◆ **WHAT YOU SHOULD DO**: Take from the material every line that contains the word "this".

◆ **DATA FOR REVIEW**:
________________________________________

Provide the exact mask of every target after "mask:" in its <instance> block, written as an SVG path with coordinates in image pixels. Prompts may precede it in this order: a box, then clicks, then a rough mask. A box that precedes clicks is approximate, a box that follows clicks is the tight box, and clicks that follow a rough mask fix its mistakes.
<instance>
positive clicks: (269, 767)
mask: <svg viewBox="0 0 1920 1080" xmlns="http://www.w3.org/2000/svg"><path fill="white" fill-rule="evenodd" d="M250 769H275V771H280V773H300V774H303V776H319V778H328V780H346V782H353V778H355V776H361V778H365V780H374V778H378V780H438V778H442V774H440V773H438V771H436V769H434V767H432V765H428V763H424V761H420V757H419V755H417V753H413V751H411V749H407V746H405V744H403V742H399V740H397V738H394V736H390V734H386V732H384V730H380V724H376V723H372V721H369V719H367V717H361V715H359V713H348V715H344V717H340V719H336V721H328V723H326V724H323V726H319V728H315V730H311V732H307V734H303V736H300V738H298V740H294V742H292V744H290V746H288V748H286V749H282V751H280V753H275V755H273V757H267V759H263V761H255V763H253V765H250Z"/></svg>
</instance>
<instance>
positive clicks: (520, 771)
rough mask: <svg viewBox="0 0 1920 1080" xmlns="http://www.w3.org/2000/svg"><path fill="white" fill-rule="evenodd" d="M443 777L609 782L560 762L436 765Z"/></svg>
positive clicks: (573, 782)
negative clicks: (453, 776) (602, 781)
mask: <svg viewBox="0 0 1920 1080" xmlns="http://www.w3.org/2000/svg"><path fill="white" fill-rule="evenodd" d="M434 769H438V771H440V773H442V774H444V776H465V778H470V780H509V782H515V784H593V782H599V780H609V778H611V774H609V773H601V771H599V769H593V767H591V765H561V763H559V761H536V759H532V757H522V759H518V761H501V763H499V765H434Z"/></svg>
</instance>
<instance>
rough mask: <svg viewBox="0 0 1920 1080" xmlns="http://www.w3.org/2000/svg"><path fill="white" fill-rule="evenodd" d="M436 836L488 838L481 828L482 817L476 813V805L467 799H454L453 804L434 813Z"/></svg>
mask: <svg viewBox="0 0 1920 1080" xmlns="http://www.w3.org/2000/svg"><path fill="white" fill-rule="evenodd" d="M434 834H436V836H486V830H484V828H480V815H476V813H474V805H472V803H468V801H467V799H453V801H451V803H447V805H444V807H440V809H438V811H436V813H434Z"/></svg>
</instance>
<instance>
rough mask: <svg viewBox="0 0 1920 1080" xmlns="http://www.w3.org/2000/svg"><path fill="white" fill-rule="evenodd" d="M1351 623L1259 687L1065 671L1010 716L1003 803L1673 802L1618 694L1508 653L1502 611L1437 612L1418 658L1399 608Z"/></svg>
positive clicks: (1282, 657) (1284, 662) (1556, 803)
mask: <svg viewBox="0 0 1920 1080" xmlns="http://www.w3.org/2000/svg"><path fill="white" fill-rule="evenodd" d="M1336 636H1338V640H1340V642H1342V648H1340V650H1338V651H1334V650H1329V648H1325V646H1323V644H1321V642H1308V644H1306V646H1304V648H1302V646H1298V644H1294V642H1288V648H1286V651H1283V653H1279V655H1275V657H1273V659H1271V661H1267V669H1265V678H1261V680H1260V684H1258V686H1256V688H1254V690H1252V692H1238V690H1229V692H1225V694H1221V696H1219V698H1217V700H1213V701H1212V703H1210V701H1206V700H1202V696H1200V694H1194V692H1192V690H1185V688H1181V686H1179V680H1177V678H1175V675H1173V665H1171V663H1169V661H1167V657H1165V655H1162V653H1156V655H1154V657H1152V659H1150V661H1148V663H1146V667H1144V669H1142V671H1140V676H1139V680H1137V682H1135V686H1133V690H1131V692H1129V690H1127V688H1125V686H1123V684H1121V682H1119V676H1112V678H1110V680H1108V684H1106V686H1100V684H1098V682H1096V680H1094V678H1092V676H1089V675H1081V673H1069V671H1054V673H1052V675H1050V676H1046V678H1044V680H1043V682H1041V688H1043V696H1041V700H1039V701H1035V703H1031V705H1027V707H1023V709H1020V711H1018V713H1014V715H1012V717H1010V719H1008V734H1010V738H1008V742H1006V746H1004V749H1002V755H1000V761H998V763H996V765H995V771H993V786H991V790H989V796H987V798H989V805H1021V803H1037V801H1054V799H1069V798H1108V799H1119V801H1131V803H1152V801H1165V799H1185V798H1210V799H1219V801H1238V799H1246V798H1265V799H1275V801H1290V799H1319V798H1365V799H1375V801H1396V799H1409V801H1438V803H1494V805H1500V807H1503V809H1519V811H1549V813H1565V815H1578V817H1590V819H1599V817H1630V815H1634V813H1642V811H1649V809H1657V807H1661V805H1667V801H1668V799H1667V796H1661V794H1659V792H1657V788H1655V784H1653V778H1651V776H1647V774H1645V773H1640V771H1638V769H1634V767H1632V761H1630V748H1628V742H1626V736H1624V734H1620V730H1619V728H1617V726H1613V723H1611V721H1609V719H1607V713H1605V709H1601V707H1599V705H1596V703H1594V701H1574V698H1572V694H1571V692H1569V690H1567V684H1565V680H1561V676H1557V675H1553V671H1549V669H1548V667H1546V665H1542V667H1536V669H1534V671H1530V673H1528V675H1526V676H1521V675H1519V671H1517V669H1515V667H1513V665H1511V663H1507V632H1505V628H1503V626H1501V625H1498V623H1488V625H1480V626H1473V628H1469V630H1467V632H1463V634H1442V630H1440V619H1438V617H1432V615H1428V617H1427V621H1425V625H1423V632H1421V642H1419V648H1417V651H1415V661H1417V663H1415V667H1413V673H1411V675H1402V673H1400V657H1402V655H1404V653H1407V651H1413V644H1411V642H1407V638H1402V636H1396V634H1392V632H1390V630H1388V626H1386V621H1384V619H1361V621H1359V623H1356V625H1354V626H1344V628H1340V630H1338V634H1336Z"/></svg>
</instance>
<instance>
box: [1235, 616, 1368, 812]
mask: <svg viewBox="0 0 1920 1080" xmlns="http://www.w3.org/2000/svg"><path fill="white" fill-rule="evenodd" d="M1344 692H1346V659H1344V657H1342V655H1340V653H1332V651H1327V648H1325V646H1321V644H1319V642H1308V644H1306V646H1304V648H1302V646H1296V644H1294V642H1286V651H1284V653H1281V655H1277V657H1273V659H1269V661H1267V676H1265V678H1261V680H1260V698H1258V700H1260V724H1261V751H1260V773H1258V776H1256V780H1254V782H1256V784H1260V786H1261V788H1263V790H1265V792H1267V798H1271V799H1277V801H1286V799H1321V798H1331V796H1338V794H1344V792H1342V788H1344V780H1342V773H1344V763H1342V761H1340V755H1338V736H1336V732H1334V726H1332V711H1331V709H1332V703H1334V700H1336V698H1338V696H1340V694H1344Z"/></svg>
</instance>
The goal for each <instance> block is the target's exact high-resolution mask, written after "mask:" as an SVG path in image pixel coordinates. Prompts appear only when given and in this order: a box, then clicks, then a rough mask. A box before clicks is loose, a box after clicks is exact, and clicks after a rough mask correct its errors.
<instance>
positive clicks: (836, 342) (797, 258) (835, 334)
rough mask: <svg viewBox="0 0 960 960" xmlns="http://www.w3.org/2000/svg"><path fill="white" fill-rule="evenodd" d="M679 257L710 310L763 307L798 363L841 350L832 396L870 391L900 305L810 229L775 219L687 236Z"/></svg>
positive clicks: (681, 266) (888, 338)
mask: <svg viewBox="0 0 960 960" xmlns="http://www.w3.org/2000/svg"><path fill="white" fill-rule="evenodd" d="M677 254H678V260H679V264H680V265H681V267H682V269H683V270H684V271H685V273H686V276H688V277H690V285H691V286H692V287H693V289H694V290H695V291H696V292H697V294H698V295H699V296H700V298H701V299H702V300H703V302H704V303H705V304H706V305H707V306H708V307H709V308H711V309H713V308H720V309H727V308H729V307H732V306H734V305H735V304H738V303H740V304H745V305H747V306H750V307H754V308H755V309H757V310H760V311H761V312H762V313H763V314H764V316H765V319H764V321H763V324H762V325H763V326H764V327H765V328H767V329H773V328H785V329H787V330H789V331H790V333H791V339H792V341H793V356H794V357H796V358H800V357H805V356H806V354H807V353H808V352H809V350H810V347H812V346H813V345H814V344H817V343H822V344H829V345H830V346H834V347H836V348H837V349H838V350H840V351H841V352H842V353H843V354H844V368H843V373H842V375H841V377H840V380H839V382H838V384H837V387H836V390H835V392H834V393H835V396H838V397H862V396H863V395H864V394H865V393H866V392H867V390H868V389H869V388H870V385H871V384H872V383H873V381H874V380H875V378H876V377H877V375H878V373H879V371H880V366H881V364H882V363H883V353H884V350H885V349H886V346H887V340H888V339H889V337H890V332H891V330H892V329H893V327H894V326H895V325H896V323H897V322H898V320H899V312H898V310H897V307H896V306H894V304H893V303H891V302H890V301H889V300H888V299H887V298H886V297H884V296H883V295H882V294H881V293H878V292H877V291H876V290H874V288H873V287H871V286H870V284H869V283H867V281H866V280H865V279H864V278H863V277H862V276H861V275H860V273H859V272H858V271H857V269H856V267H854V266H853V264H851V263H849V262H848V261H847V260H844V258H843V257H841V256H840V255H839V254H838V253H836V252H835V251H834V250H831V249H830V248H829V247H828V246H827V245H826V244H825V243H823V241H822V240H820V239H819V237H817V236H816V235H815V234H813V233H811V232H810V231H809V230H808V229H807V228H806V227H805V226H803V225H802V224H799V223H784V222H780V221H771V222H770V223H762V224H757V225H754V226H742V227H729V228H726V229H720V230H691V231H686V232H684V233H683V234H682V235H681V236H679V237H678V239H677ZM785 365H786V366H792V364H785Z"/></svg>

________________________________________

◆ **ANSWER TO THE EXERCISE**:
Provide the exact mask of every target after "mask:" in its <instance> block, written as an SVG path with coordinates in image pixels. Prompts may precede it in this order: a box, then clicks, then a rough mask. A box that precedes clicks is approximate, a box that follows clicks is the tight box, and clicks that follow a rough mask fix its mistakes.
The goal for each <instance> block is the target's exact high-resolution mask, written after "mask:" as an SVG path in image pixel coordinates. Prompts appear only when given and in this order: a box, then clicks, then a rough mask. A box before clicks is loose, a box after clicks is exact, and clicks after a rough mask correct its errors.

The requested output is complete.